Indeed, many others recalled that despite the fire coming into their position, Kirby moved around the men inspiring them, joking, encouraging them to hold on, distributing much-needed ammunition and helping the wounded. A long-standing joke in D Company was that the sergeant major always referred to Private Harry Esler as ‘Private Ralph’, who had last been seen while on a patrol in Malaya. Every time he approached Esler in the thick of the action, Kirby would say to the private, ‘You remind me of that bludger’, and on his journeys around the perimeter he would remark, ‘How are you, Private Ralph?’ and ‘You’re not going to get back if you don’t watch out.’ Undeterred, Esler would reply, ‘I will. You make sure you do.’13
Private Bill Doolan recalled seeing Kirby running around everywhere screaming encouragement to the men, like: ‘Keep it up, fellows’, ‘You’re doing great, fellows’, and things of that sort.14 At some point during the thick of the fighting he made an appearance at the aid post having dodged a round of fire, as recalled by the wounded Corporal John Robbins. He yelled words of encouragement to the wounded, but also yelled for the men to keep down. According to Robbins, he was lying ‘on top of me. He said, “I’ll get you out of here, mate, don’t worry,” and I can remember saying, “I hope you can, but I won’t need the VC to kill me because you’ll bloody well kill me yourself if you don’t get off me.” I thought he
was terrific the way he got about and organised things and kept blokes’ spirits up. How he never got hit himself I’ll never know. The size he was, it’s a miracle.15 Private Tony Stepney recalled: ‘I really do believe that CSM Kirby should have got a VC for what he did. We’re almost short of ammunition and he’d come along . . . with bandoliers of ammunition and he’d put it next to our arms and say, “You have to load your own magazine, mate.”’16
Another who was recognised for his outstanding bravery and service was the company medic, Corporal Phil Dobson. Major Smith recalled how he gave a ‘magnificent amount of first aid to the wounded’.17 Esler said that Dobson should have been awarded the Victoria Cross for what he did: ‘You’d see him run up front, out of sight, bring back a wounded fellow, patch him up, and away he’d go again. He was a champion, that bloke.’18 Private Peter Doyle also recalled that ‘Doc’ Dobson was doing everything in his power to attend to the wounded and stressed: ‘He’s a Band-Aid putter-on and “Here’s an Aspro” – every one of those people that he treated lived. Not bad when you’ve got blokes with severe gunshot wounds.’19 Eventually 23 wounded men were under the care of Doc Dobson, some of whom would surely have died without his skill and dedication.20
There was no let-up. The main frontage of the attacks was from the east and south, where 10 and 12 platoons took the brunt of the fighting, but other smaller uncoordinated attacks were developing around the remainder of the perimeter. Major Smith and Captain Morrie Stanley were tasked with keeping the company together as a fighting unit, keeping track of ammunition supply and, most important of all, directing the fire missions that were keeping them in the fight. Without them, they had no chance of surviving the enemy assaults. Smith’s task was to work with Stanley, and he recalled that Stanley did an excellent job with the artillery. He later stated that it was the accurate artillery fire, along with the fact that they were positioned on a small slope and not on flat ground, that saved them from being overrun. He also recalled that he and CHQ virtually sat there calling in the artillery and watching events unfold as almost impartial observers. The Viet Cong would assault and withdraw, assault again and withdraw. They attacked from a number of different directions, but fortunately for him and his men, had not yet assaulted them from behind – their weak spot.21 Even so there were concerns, as a number of enemy troops could be seen in that very direction.

PROBLEM DESCRIPTION:
Answer these questions from the account of D Company's fight above, each on its own line:
(a) What name did Kirby always use for Private Harry Esler?
(b) How many wounded men were eventually in Doc Dobson's care?
(c) Besides accurate artillery fire, what did Major Smith say kept the company from being overrun?

INFORMATION SUPPLIED:
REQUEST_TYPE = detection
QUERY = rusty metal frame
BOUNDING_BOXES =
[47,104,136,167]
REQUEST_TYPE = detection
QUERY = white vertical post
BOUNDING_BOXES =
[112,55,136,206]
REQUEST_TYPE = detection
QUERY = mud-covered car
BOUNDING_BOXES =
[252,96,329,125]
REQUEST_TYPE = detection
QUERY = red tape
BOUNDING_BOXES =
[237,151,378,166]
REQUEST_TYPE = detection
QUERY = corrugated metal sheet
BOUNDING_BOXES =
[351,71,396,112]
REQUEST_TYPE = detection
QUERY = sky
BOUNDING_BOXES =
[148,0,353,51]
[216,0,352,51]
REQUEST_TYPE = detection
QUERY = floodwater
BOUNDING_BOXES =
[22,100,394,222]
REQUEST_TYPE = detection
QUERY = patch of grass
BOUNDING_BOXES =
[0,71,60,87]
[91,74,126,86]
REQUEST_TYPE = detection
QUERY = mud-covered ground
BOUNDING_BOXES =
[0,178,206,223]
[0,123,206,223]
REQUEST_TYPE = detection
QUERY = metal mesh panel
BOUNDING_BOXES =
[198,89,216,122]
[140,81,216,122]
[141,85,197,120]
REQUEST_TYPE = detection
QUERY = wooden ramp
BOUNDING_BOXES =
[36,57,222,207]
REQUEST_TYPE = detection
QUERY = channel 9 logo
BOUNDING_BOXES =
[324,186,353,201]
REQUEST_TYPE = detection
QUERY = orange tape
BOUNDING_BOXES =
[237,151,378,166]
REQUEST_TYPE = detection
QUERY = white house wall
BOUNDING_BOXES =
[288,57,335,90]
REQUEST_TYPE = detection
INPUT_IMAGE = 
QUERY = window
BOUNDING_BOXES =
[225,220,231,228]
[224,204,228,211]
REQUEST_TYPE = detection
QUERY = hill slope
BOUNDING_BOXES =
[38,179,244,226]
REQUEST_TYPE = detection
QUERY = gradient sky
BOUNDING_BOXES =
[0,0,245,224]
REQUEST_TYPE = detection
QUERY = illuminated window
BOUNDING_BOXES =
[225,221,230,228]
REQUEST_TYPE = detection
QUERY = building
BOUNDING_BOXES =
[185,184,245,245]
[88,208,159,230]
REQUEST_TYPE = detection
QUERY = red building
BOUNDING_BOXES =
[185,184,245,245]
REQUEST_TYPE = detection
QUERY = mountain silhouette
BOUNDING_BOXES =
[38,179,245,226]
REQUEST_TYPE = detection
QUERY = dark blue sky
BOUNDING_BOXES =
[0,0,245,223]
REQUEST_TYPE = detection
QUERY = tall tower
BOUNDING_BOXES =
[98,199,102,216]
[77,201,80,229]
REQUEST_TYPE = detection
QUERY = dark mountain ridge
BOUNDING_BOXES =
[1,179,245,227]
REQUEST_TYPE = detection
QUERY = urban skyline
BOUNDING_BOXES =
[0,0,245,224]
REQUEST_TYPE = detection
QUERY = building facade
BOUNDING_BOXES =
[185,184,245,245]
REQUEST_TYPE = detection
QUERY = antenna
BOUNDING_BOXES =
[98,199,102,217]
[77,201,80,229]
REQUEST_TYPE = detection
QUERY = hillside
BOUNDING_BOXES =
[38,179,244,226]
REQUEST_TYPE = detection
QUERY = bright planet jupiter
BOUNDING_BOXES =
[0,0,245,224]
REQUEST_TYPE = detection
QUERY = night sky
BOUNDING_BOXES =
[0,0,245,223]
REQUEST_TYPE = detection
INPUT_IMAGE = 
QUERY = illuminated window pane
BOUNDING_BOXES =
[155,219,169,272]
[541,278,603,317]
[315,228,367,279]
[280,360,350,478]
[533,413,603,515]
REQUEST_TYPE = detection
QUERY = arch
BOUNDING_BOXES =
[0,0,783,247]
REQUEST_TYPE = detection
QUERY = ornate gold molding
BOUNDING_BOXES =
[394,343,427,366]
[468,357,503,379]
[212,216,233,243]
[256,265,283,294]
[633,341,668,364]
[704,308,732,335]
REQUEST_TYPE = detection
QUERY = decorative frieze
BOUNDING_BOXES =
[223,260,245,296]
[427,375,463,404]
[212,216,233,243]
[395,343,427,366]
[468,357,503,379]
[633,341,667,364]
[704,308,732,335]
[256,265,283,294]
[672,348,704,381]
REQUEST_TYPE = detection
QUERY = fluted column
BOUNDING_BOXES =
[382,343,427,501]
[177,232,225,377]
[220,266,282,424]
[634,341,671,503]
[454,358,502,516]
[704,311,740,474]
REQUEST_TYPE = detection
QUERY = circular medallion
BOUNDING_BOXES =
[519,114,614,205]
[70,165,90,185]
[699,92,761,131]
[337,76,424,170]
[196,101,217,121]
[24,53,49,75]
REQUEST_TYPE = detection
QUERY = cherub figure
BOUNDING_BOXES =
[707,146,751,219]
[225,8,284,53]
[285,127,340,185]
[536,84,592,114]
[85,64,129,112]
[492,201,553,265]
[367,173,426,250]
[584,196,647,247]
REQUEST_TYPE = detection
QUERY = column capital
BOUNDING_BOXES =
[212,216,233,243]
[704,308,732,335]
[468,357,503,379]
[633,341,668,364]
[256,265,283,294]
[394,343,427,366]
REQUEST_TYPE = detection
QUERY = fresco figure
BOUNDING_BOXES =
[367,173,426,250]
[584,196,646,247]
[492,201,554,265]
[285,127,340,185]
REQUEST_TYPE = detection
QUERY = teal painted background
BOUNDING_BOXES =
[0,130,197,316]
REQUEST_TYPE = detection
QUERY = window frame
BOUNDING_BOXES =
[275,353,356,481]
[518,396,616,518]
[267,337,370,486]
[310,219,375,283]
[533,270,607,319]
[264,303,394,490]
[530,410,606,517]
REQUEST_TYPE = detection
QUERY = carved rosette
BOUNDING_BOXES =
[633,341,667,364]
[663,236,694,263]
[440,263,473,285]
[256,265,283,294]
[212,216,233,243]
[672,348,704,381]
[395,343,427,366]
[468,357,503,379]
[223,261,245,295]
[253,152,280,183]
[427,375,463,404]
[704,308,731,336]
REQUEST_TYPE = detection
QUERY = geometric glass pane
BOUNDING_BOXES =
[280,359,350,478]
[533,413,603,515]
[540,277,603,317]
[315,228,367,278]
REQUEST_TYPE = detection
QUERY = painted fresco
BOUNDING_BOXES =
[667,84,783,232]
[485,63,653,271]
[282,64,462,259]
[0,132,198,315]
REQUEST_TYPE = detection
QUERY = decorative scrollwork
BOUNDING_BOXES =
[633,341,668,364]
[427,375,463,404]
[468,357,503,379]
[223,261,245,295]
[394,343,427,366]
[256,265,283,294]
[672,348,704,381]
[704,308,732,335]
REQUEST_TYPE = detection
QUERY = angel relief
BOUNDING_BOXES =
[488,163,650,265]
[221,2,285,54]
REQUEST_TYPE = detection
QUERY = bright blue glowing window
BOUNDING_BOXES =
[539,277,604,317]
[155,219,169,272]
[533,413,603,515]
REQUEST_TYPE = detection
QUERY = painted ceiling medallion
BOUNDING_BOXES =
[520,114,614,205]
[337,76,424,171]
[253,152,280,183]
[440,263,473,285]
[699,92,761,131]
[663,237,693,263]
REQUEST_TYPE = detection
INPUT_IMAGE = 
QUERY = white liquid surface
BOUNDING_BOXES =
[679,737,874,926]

...

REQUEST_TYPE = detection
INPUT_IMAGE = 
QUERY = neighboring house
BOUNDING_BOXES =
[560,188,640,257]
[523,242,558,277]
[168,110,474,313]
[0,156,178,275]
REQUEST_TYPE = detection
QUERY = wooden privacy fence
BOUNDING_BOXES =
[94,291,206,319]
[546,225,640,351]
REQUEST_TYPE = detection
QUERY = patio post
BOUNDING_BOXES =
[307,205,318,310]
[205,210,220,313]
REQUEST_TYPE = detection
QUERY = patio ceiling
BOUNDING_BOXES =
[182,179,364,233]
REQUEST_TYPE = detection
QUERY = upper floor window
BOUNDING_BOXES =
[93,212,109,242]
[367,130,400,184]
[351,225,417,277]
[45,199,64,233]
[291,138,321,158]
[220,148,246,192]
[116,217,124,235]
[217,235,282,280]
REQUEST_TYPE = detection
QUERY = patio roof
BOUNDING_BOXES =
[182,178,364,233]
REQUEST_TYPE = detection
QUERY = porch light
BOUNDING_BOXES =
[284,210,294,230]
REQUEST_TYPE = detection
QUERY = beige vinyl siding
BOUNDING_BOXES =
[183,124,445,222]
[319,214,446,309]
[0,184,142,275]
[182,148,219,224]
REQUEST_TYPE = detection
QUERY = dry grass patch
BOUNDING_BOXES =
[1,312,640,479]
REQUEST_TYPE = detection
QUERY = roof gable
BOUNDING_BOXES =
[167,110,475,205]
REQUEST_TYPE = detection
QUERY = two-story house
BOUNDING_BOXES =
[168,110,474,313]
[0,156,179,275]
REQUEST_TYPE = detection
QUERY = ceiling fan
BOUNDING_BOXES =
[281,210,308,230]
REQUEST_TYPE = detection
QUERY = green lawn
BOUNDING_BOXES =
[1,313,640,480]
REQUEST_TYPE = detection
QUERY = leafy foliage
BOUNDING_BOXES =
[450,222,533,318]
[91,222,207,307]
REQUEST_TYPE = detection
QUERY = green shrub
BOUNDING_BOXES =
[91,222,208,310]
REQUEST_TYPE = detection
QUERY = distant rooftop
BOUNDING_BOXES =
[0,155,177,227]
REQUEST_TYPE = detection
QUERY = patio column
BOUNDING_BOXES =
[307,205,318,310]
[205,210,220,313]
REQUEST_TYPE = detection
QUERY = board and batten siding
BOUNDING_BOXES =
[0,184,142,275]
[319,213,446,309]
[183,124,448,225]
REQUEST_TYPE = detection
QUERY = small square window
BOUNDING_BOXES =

TASK OUTPUT:
(a) 'Private Ralph'
(b) 23
(c) The company was positioned on a small slope, not on flat ground.